>> Start
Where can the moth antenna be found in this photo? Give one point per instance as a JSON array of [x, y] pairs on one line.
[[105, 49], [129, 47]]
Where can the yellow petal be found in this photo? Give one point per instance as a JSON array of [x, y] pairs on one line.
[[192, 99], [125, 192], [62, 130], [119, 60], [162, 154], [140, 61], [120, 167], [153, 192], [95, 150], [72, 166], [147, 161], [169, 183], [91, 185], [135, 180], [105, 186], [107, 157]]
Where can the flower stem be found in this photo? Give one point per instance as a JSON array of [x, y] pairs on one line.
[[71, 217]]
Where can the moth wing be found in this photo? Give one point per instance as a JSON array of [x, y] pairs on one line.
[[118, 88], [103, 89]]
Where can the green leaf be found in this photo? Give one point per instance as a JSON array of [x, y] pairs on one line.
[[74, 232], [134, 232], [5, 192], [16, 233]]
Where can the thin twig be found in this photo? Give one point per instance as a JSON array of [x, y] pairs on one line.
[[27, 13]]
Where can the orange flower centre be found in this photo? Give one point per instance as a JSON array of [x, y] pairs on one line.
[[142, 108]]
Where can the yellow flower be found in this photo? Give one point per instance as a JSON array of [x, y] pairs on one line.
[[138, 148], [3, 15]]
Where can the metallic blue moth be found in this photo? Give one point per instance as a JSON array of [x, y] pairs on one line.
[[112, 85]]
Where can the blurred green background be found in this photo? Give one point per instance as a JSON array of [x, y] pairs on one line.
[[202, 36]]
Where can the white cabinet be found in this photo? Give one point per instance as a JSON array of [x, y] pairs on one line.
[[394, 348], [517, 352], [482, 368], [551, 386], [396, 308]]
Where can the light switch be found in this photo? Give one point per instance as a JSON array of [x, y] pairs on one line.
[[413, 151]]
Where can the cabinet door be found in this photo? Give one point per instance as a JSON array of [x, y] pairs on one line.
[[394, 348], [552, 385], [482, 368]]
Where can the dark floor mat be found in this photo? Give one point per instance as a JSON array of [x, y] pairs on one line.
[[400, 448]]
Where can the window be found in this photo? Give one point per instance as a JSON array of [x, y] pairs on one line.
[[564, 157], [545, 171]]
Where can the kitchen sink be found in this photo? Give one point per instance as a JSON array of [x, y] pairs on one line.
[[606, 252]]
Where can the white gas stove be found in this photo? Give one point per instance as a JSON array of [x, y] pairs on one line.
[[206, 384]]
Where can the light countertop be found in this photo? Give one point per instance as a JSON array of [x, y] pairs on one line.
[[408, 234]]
>> End
#### What you should do:
Reproduce the entries verbatim, beginning with the first line of the entries and ending with the line that contains "[[74, 232], [134, 232], [5, 192], [16, 233]]", including both of those lines.

#### Output below:
Where can the moth antenna be found in this photo? Give one point per instance as a JSON array of [x, y] pairs on one line.
[[105, 49], [129, 47]]
Where can the yellow petal be found in this photo? Give one point per instance as a JSON array of [x, y] pairs on one line.
[[192, 99], [125, 192], [62, 130], [119, 60], [162, 154], [140, 61], [120, 167], [153, 192], [95, 150], [72, 166], [147, 161], [169, 183], [91, 185], [135, 180], [105, 186], [107, 157]]
Where can the flower stem be found in this photo? Give one point per instance as a JSON array of [x, y] pairs on one line.
[[71, 217]]
Where can the moth wing be found in this photo? Give one point per instance as a JSON array of [x, y] pairs on one line.
[[118, 88], [103, 89]]
Where can the green leaf be found in this photo? Give one point per instance as a JSON array of [x, y] pairs on one line.
[[74, 232], [134, 232], [5, 192], [16, 233]]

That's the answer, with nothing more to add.